** TASK BRIEF **
Extend the forum thread about inventing the iPhone in 1977, starting right after its final line.

** SOURCE PASSAGE **
------------------------------------------------------------
I Invented the iPhone in 1977 - feross
https://meaningness.com/metablog/pocket-computer
======
WalterBright
Clarke "invented" it in his 1975 book "Imperial Earth", calling it the
"minisec":

"The 'Sec was the standard size of all such units, determined by what can fit
comfortably in the human hand. At a quick glance, it did not differ greatly
from one of the small electronic calculators that had started coming into
general use at the end of the twentieth century. It was, however, infinitely
more versatile, and Duncan could not imagine what life would be like without
it. Because of the finite size of clumsy human fingers, it had no more
controls than that of its ancestor of three hundred years earlier. There were
fifty neat little studs; each, however, had an unlimited number of functions,
according to the mode of operation - for the character visible on each stud
changed according to the mode. ... The device also had a dictionary function
and could hold large amounts of data. It could also communicte with desktop
console computers."
------------------------------------------------------------
[Location annotation dataset excerpts]

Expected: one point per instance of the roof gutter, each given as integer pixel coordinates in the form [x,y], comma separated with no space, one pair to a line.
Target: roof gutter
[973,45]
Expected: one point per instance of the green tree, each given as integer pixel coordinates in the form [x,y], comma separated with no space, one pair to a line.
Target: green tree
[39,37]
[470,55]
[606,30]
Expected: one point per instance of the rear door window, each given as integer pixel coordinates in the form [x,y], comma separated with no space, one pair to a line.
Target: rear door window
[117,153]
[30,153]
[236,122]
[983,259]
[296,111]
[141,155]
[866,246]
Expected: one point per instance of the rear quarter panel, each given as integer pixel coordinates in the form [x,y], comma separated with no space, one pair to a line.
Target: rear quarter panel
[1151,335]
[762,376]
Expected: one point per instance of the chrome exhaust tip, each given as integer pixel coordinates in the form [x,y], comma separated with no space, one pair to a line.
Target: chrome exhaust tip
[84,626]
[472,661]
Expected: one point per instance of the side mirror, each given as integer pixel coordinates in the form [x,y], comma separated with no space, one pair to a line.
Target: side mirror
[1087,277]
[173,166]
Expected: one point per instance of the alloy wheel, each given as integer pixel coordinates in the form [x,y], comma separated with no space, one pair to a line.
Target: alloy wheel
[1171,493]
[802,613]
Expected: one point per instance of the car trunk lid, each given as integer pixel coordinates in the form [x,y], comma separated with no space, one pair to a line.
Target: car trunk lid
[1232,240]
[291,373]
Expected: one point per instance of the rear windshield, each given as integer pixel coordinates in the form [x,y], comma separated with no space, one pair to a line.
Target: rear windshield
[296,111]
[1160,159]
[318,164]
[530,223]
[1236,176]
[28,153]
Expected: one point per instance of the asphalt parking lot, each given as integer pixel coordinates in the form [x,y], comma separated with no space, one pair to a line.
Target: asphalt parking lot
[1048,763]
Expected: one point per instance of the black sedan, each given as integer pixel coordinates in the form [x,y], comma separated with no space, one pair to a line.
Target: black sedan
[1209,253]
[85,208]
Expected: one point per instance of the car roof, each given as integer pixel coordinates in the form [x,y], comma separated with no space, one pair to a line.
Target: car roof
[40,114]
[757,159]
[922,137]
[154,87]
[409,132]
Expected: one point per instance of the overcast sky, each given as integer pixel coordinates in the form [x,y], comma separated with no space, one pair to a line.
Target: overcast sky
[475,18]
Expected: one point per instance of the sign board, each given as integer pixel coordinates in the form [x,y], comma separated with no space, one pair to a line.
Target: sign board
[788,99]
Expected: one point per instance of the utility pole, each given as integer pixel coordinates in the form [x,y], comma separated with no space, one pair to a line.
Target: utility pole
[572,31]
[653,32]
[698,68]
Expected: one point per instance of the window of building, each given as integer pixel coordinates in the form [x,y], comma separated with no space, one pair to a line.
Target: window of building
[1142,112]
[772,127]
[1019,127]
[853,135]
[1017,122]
------------------------------------------------------------
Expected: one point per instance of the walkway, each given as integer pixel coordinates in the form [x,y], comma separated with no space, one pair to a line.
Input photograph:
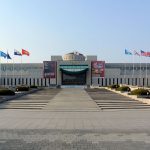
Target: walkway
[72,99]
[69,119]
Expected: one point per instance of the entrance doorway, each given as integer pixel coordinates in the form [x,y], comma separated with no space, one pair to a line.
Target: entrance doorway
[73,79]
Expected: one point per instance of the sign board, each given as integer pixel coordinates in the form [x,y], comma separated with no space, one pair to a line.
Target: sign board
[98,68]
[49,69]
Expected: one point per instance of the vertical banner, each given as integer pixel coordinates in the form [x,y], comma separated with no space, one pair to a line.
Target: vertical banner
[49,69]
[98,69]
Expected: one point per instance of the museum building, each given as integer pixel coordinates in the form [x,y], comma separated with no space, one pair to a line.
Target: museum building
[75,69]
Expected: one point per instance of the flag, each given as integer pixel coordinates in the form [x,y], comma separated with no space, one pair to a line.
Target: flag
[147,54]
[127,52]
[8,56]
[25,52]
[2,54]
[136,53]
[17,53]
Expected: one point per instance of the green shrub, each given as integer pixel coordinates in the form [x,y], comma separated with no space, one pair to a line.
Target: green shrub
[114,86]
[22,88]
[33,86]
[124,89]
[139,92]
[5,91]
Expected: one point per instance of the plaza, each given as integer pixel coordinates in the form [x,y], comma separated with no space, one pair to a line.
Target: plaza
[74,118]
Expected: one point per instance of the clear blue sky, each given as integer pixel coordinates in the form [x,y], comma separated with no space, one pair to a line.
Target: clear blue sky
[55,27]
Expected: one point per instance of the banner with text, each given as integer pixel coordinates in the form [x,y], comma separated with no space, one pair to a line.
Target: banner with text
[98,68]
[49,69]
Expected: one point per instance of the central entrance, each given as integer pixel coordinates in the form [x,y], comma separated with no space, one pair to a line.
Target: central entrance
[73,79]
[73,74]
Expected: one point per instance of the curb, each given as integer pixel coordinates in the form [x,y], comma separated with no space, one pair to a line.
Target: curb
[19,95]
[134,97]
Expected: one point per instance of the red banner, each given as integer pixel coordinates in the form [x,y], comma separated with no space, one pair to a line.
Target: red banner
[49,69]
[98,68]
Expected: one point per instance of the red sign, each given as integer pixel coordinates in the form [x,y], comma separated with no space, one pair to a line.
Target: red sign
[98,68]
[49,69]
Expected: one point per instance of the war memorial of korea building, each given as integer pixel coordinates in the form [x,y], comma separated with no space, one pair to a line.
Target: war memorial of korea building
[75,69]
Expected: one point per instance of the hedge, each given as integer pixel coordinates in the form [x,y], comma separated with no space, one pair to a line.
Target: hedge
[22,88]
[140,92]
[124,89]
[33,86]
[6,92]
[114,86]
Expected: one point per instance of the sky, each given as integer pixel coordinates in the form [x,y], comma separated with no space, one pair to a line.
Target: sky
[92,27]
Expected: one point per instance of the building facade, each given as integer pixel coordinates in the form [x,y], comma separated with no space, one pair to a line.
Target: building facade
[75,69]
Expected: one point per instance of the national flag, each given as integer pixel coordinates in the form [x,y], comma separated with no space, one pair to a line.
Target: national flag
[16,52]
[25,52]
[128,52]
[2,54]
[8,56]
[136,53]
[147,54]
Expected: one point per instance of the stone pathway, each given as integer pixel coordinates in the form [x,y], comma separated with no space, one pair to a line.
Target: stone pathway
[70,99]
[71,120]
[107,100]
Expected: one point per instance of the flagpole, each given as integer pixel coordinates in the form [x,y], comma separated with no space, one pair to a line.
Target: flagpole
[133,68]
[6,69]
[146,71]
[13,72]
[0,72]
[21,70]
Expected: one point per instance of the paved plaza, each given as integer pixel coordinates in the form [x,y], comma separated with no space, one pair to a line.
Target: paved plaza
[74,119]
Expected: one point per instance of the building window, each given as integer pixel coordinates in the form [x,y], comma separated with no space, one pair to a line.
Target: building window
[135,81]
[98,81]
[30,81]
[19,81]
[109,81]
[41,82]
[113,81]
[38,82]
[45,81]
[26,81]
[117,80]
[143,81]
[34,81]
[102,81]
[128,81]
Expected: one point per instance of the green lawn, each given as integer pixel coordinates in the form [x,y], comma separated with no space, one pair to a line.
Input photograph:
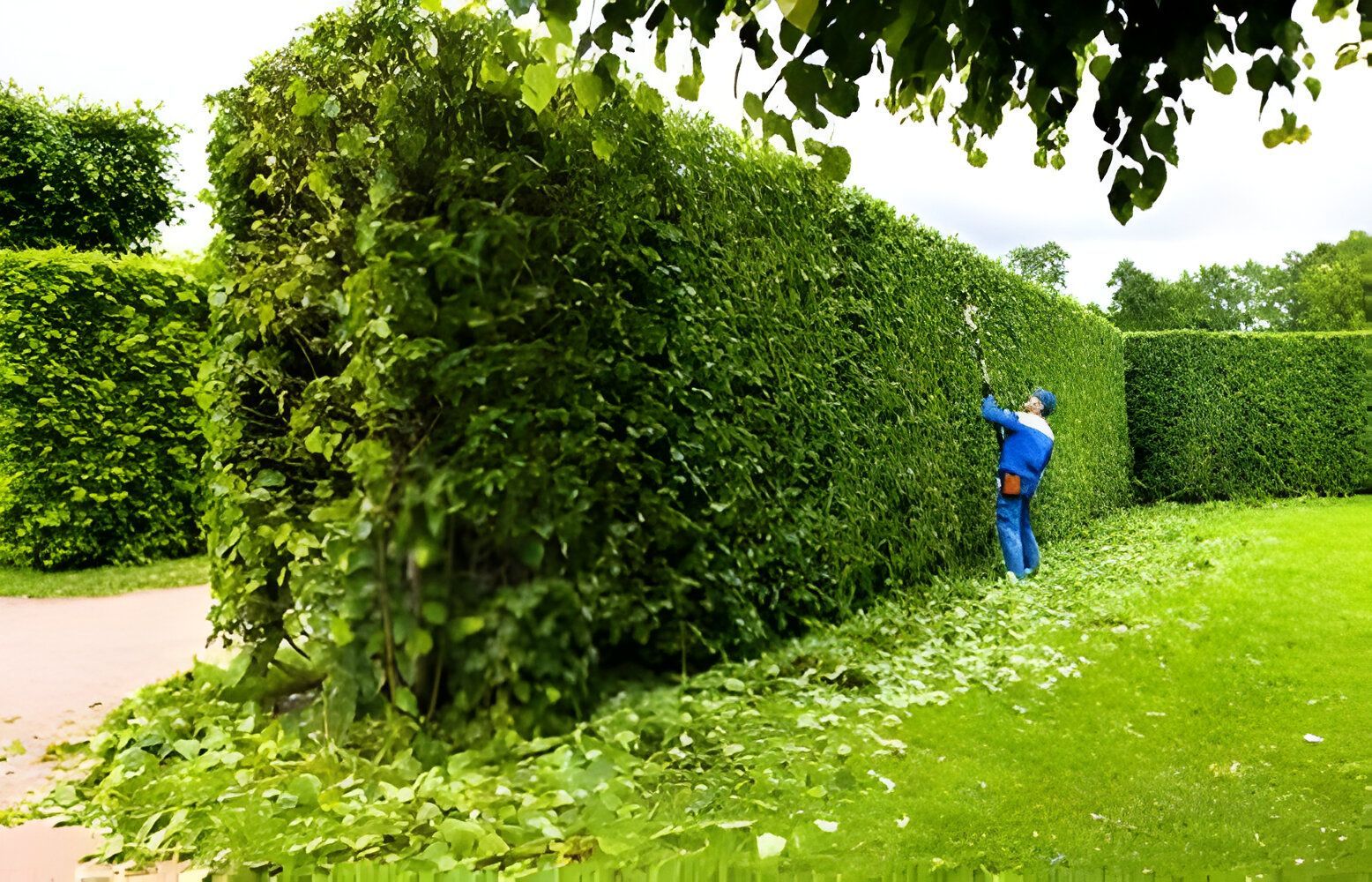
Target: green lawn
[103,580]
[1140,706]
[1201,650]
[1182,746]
------------------------------------------------------------
** REPLY **
[http://www.technovelgy.com/ct/content.asp?Bnum=1267](http://www.technovelgy.com/ct/content.asp?Bnum=1267)

------
ajuc

        I spent the afternoon in a bookstore. There were no books in it. None had been printed for nearly half a century. And how I have looked forward to them, after the micro films that made up the library of the Prometheus! No such luck. No longer was it possible to browse among shelves, to weigh volumes in hand, to feel their heft, the promise of ponderous reading. The bookstore resembled, instead, an electronic laboratory. The books were crystals with recorded contents. They could be read with the aid of an opton, which was similar to a book but had only one page between the covers. At a touch, successive pages of the text appeared on it.
    

[...]

    
    
        But optons were little used, the sales-robot told me. The public preferred lectons – like lectons read out loud, they could be set to any voice, tempo and modulation.
    
    

Stanisław Lem, "A Return from the Stars", 1961

More: [https://culture.pl/en/article/13-things-lem-predicted-
about-...](https://culture.pl/en/article/13-things-lem-predicted-about-the-
future-we-live-in)

:)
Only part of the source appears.